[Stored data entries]
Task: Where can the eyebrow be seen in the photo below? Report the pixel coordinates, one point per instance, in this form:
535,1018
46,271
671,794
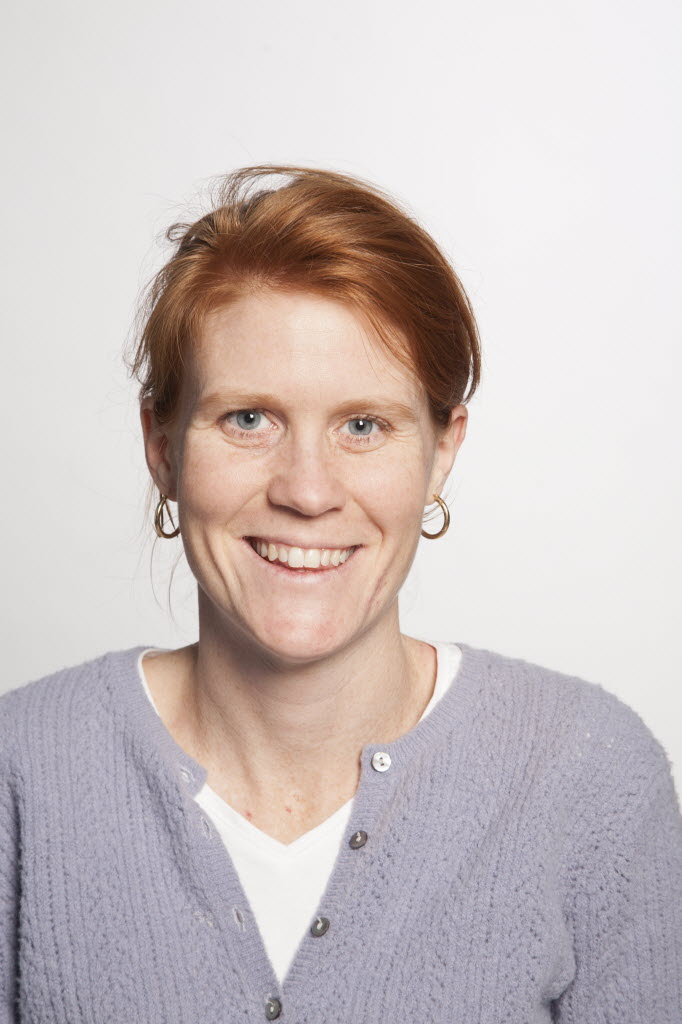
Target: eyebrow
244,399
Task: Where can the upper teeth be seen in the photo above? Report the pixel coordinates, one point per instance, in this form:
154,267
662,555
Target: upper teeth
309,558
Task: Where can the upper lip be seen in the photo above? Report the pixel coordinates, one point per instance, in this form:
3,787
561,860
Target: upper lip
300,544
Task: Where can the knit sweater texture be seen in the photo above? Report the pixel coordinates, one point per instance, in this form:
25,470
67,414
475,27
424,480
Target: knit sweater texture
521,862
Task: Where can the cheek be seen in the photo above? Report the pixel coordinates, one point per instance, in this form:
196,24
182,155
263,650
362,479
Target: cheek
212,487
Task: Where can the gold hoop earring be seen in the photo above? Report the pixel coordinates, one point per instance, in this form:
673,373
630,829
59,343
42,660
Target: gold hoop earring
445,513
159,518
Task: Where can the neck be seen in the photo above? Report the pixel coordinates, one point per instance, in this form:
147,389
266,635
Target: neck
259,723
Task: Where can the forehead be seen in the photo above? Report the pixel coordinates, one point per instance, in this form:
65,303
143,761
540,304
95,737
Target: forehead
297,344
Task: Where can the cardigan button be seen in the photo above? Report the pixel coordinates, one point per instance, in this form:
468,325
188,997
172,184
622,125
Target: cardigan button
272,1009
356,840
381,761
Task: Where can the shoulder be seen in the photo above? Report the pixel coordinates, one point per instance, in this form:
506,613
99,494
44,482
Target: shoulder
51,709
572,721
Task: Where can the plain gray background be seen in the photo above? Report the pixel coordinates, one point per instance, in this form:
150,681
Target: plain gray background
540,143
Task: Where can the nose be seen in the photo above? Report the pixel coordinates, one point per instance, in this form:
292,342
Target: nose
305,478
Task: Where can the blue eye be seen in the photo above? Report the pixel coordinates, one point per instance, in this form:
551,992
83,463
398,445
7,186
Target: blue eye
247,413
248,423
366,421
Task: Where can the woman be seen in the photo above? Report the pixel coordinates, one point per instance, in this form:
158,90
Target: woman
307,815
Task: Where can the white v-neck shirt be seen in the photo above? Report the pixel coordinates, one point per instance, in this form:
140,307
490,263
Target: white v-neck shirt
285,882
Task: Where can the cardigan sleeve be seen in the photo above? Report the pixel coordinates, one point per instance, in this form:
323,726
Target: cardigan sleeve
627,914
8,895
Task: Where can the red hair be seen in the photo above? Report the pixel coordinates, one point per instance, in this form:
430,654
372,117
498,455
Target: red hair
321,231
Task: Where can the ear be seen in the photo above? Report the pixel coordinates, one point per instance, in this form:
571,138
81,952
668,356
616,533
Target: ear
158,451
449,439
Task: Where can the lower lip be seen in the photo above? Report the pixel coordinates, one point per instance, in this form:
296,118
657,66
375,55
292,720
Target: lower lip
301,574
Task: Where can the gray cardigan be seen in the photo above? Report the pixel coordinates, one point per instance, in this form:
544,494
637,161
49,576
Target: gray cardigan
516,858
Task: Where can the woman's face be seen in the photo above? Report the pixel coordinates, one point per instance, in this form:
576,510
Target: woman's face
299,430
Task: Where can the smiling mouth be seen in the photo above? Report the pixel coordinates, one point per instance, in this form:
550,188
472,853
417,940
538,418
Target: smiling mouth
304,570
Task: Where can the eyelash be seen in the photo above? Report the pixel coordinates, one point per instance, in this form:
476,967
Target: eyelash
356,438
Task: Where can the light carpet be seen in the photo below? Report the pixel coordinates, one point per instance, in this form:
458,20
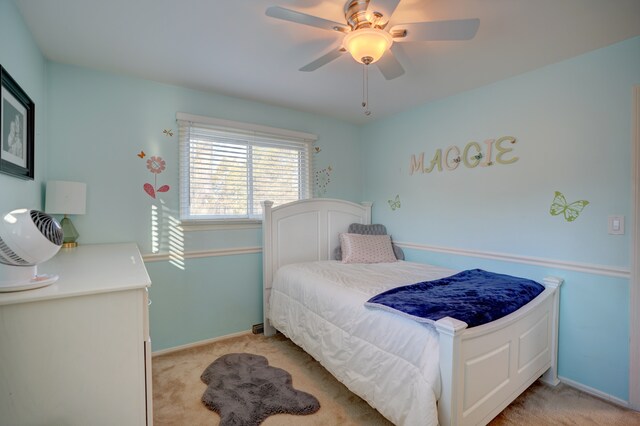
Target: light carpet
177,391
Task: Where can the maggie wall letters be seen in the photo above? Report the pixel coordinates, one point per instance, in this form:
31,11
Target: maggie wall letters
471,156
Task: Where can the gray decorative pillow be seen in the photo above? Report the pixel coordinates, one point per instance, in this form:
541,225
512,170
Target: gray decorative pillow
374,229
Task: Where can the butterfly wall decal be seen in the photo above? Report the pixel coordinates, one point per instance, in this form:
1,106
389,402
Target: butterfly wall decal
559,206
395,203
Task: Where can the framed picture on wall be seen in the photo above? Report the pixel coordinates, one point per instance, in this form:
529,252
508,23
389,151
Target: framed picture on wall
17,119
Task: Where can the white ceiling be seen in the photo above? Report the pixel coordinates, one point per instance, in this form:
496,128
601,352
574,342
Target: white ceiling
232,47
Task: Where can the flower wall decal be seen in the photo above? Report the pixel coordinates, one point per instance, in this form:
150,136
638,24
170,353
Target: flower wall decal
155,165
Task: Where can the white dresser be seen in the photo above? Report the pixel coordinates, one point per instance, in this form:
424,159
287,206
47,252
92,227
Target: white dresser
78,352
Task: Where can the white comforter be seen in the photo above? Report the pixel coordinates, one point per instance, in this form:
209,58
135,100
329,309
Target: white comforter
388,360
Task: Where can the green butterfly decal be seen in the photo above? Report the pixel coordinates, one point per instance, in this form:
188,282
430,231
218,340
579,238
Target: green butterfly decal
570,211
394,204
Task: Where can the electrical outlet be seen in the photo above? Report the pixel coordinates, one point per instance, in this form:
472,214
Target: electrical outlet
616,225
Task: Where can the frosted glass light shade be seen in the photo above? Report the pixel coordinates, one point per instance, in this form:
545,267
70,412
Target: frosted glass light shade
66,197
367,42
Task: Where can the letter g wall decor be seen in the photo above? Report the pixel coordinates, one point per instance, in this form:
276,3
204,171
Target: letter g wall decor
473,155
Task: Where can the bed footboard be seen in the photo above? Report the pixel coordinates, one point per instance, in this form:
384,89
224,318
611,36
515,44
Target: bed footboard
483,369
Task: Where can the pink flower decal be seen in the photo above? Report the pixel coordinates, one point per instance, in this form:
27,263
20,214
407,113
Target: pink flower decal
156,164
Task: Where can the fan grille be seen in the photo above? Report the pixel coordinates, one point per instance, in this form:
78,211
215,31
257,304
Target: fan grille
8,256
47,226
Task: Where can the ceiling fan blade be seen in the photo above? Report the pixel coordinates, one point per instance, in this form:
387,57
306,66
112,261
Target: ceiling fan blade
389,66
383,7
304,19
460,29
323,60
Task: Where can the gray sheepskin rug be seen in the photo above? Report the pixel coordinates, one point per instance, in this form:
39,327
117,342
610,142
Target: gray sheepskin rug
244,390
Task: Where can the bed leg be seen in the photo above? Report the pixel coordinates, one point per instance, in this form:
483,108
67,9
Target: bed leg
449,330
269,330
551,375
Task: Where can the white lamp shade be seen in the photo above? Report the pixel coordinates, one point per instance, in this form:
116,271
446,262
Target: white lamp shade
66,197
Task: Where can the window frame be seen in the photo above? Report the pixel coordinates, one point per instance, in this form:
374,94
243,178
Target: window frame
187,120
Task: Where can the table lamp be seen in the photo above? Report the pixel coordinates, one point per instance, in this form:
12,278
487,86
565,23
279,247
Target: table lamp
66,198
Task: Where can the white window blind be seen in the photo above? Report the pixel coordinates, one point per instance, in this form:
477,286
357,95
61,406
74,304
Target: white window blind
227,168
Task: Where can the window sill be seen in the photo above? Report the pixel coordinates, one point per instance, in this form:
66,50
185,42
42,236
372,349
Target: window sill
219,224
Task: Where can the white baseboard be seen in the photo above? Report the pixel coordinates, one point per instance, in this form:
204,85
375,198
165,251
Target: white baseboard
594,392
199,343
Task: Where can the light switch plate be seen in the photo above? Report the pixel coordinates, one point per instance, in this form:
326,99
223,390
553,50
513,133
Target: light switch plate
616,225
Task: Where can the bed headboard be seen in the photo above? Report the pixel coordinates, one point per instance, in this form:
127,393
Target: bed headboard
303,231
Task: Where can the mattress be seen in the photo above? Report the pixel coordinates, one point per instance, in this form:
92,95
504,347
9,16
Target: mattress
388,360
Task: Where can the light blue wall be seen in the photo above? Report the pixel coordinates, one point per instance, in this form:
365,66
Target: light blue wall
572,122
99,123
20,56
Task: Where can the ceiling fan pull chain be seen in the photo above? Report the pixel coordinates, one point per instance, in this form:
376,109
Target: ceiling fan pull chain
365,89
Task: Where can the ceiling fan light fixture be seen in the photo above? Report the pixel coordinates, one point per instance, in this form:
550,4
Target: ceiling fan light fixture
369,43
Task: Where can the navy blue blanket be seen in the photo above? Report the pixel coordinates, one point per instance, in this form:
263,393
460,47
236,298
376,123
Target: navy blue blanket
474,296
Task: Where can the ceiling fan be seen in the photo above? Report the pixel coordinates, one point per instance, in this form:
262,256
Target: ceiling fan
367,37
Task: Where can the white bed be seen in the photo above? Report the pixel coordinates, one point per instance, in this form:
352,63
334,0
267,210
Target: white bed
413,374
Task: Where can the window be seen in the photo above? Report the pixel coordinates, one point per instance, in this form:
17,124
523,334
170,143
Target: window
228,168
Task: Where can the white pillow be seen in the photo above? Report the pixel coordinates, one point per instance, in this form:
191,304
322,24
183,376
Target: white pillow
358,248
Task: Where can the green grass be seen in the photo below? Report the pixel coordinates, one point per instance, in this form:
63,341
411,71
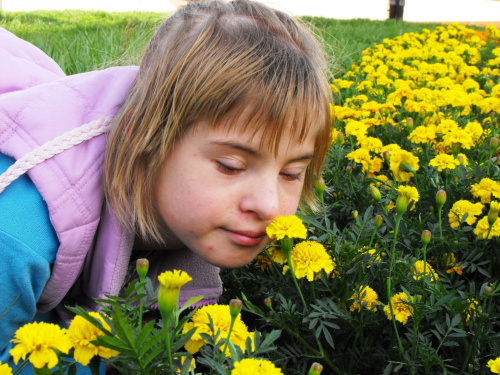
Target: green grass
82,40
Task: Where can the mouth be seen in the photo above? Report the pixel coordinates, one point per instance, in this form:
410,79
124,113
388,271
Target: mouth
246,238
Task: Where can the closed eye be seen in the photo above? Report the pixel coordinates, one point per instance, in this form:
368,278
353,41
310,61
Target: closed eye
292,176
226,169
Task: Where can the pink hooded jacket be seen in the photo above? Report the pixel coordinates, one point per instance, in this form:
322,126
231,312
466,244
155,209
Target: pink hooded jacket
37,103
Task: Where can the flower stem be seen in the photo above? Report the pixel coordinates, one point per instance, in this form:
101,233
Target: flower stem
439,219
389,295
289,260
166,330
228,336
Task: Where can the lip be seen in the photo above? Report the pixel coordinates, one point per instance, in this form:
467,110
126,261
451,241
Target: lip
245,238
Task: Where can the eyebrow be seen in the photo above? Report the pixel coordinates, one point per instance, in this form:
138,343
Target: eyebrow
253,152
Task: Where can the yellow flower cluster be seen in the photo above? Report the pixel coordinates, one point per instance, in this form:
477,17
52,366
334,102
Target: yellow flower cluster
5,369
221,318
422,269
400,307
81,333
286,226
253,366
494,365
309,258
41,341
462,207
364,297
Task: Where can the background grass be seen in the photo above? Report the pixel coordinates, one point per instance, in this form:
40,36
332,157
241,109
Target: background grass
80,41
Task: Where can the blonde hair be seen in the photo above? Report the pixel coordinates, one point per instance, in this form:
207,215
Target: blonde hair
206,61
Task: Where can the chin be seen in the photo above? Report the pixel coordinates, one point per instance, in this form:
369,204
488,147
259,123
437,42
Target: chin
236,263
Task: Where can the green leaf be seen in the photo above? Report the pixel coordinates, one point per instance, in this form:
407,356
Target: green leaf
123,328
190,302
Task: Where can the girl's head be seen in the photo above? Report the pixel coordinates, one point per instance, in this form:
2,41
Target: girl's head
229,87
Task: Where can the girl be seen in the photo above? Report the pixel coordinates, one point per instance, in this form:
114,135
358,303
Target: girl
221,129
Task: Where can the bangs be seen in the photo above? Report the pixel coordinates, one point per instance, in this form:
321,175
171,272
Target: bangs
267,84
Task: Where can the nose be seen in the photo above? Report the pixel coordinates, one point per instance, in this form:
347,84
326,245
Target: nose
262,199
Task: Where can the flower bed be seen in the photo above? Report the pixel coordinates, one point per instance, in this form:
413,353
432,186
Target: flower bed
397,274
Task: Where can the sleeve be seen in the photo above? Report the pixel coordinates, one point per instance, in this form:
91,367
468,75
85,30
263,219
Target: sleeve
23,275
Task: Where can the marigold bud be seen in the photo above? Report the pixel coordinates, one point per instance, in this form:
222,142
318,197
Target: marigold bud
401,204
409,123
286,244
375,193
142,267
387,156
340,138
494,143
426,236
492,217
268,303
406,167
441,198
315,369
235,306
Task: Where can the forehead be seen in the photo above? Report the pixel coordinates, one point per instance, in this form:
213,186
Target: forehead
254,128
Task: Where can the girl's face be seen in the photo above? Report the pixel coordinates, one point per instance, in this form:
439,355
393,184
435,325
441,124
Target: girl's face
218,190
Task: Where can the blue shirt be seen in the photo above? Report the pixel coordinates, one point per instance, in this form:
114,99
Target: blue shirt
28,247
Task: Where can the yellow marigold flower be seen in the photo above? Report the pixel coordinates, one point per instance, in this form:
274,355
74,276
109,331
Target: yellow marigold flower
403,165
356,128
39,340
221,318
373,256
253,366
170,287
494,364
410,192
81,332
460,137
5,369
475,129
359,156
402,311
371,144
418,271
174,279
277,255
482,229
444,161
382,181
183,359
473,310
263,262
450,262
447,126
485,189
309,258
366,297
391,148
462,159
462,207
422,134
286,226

• _What is needed_: Rewrite the part of the listing that opens with the line containing "Task: Where can the girl's face" and runs through the end of the listing, putting "denim shirt" in place of "blue shirt" and leaving everything else as it is.

• _Full response_:
Task: Where can the girl's face be seen in the photo above? Report the pixel coordinates, one point per instance, in this form:
439,355
393,184
435,325
441,124
Target: girl's face
218,190
Task: Where can the denim shirt be seen in the photo above? Report the pixel coordinates, one point per instance, in this form:
114,99
Target: denim shirt
28,247
Task: Where can the yellow marigold flower be seen in the photo above? Report the pixel coordinates, one point per instance, in this form:
274,355
74,276
109,331
Target: yellow marigold flower
403,165
356,128
39,340
221,318
373,256
253,366
170,287
494,364
410,192
81,332
460,137
5,369
475,129
359,156
402,311
371,144
418,271
174,279
277,255
482,229
444,161
382,181
183,359
473,310
263,262
450,262
447,126
485,189
309,258
366,297
391,148
462,159
462,207
422,134
286,226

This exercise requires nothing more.